» Exercise brief
Each line of the records that includes "purple" should be found and copied.

--- START ---

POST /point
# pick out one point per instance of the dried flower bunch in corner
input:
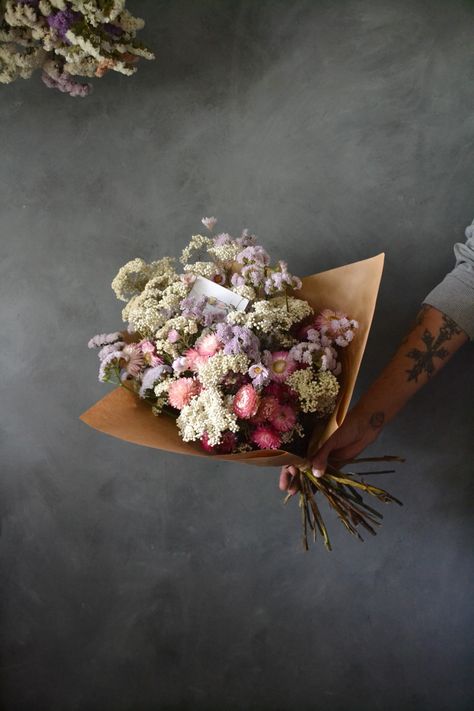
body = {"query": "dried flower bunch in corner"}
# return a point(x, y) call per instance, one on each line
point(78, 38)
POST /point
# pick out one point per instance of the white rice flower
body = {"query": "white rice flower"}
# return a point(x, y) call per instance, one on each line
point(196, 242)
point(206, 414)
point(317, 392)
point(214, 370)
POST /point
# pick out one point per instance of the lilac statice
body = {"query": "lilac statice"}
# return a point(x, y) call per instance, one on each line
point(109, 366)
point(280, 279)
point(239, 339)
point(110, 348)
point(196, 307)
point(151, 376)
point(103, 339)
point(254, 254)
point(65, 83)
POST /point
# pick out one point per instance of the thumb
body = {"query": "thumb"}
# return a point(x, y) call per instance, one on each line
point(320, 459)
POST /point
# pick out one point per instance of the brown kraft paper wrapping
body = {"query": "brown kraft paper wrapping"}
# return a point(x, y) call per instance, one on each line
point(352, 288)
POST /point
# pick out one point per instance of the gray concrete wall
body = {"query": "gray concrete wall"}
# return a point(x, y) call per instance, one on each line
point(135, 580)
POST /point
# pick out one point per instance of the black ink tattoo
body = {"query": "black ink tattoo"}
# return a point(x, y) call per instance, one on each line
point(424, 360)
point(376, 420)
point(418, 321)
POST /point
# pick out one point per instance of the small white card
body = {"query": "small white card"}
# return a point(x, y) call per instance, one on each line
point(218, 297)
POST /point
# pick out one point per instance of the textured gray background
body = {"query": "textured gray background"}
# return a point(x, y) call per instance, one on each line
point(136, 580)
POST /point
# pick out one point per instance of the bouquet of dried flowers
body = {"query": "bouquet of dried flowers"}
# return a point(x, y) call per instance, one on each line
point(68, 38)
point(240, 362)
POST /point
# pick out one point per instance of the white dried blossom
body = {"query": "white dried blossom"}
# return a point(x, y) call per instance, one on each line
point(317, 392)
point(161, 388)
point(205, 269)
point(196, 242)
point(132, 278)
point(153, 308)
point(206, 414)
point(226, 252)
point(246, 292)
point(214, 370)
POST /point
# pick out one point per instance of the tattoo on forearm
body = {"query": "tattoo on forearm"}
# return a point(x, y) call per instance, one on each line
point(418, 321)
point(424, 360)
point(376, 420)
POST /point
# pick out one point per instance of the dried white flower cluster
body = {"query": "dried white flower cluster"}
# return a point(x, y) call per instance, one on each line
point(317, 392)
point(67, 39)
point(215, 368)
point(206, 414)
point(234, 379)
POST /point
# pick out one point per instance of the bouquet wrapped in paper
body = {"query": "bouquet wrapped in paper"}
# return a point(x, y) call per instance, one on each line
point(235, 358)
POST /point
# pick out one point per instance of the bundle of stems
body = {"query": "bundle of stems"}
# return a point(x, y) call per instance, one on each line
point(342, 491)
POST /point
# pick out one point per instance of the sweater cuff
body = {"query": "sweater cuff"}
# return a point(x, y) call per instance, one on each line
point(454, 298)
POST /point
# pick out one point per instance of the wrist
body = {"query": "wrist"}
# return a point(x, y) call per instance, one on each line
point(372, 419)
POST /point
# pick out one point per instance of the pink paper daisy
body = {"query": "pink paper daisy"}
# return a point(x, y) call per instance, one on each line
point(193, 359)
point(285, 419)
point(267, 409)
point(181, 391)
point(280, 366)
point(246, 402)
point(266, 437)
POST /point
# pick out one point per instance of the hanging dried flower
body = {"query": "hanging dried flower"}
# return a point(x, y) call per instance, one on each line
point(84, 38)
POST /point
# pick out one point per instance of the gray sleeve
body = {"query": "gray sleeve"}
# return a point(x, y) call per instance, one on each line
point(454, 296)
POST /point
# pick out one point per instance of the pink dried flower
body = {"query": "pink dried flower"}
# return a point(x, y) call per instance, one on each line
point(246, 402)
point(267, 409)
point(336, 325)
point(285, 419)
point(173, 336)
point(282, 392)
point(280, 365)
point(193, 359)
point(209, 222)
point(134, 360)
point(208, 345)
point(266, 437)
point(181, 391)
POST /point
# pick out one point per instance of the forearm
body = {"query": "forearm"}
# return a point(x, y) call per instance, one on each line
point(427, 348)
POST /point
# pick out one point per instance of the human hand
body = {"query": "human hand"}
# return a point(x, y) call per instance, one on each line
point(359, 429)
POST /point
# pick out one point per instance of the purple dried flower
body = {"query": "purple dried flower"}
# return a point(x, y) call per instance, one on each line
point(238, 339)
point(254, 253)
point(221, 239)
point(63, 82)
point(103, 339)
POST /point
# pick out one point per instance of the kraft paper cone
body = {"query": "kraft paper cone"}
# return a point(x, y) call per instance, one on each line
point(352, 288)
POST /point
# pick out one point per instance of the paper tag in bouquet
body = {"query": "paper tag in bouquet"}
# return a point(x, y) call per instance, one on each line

--- END ---

» Answer for the task
# pick out one point per instance of the purple dried flower
body = {"query": "purple dried flower"}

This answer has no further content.